> **CHALLENGE**:
Print all entries word for word.

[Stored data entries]
· · ·

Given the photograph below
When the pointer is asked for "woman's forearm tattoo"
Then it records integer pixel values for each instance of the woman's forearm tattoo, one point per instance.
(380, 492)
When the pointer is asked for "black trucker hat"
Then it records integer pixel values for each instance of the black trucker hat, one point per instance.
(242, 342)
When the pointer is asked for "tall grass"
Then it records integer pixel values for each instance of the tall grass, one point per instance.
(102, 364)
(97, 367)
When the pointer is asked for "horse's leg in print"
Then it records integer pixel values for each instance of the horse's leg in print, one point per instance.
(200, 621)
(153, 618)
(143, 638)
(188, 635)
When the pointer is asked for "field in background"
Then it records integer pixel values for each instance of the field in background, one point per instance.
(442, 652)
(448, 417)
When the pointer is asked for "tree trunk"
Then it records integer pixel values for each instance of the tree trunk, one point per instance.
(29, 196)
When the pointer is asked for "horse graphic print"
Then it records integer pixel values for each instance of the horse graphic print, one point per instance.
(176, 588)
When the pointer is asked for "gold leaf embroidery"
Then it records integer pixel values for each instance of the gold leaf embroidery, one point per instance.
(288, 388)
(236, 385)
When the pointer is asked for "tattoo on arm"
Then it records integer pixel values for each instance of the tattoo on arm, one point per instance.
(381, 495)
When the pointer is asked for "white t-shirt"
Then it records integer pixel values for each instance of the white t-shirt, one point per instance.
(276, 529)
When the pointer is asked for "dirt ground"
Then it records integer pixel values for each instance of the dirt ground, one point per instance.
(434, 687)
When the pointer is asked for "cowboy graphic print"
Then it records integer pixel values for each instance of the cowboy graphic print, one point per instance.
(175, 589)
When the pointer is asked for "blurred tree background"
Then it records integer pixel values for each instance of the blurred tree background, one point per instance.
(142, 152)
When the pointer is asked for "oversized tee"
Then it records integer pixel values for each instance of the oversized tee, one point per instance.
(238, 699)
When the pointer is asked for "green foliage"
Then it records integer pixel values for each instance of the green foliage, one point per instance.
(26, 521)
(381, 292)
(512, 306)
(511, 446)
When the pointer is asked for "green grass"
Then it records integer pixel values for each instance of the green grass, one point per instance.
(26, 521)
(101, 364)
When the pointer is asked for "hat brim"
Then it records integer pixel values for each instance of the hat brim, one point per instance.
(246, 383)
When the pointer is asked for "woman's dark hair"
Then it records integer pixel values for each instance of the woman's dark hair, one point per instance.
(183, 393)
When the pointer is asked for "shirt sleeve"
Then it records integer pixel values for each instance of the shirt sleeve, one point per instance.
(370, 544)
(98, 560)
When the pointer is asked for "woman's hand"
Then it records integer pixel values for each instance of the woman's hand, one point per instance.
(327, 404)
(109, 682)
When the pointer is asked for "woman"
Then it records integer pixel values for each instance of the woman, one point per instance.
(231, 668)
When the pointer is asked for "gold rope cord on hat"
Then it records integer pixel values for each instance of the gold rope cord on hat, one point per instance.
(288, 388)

· · ·

> **RESULT**:
Given the photograph below
When the pointer is asked for "woman's forearm tattoo"
Then it records integer pixel values for each instance of the woman's forearm tattoo, one point per instance.
(380, 492)
When the pointer is asked for "black trucker hat"
Then it records integer pixel values for each instance of the black trucker hat, one point per instance.
(242, 342)
When the pointer is asked for "tall grass"
Then it records integer pixel values for each instance of the tall grass, one point per instance.
(102, 364)
(97, 367)
When the pointer is asked for "horse's leg in print"
Then it records integer pixel values for each instance of the horse's leg in print, one point per instance.
(200, 621)
(153, 618)
(143, 638)
(188, 635)
When the pointer is asked for "field in background"
Then it records integer pixel values for each instance of the field in background, one point per instance.
(442, 652)
(448, 417)
When the pointer is asked for "tree trunk"
Then it records integer pixel values for each instance of the tree trunk, one point per instance.
(29, 196)
When the pointer is asked for "horse graphic print"
Then it records integer pixel values for each instance of the horse graphic print, one point per instance.
(176, 588)
When the pointer is asked for "gold leaf embroidery"
Then it records integer pixel values for each instance of the gold leaf embroidery, one point per instance.
(288, 388)
(236, 385)
When the pointer is asked for "tattoo on arm"
Then it records integer pixel values for each instance of the tattoo on arm, one point per instance.
(381, 495)
When the pointer is asked for "white t-shirt"
Then it records integer pixel values for each instance of the white t-shirt, one point per instance.
(276, 529)
When the pointer is asked for "dirt ground"
Then it records integer pixel values for each instance of the dirt ground, one point per instance.
(434, 687)
When the pointer is asked for "cowboy graphic print"
Then it records integer pixel values for each instance of the cowboy graphic print, one point per instance.
(175, 589)
When the pointer is asked for "blurred tree background"
Then it records integer pixel values for each instance of the blurred tree background, one point per instance.
(142, 152)
When the pointer is asked for "oversized tee"
Then it records integer pixel values for each instance of the oversized tee, one point per instance.
(238, 699)
When the pointer is asked for "green foliage"
Then it records integer pixel values for each instance of the green foliage, one point per instance.
(26, 521)
(381, 292)
(512, 306)
(511, 446)
When the pointer is asked for "green grass"
Then it records integer pixel values for each instance of the green grass, one point per instance.
(26, 521)
(101, 364)
When the pointer is asked for "hat brim"
Then it records integer pixel values for each instance of the hat brim, one point per instance.
(246, 383)
When the pointer is asked for "woman's dark hair"
Then it records integer pixel values for each instance of the woman's dark hair, one point per instance.
(183, 393)
When the pointer is asked for "shirt sleeve"
Then it records integer pixel values for each instance of the shirt sleeve, one point per instance.
(370, 544)
(98, 560)
When the pointer is asked for "woman's hand"
Then it records integer pixel values for each instance of the woman's hand, one point per instance.
(327, 404)
(109, 682)
When the pointer is asked for "woman"
Then it records integer pixel values for each instance of the woman, one point per instance.
(231, 668)
When the pointer is asked for "gold rope cord on hat"
Then it records integer pixel values for each instance of the gold rope cord on hat, one point per instance.
(288, 388)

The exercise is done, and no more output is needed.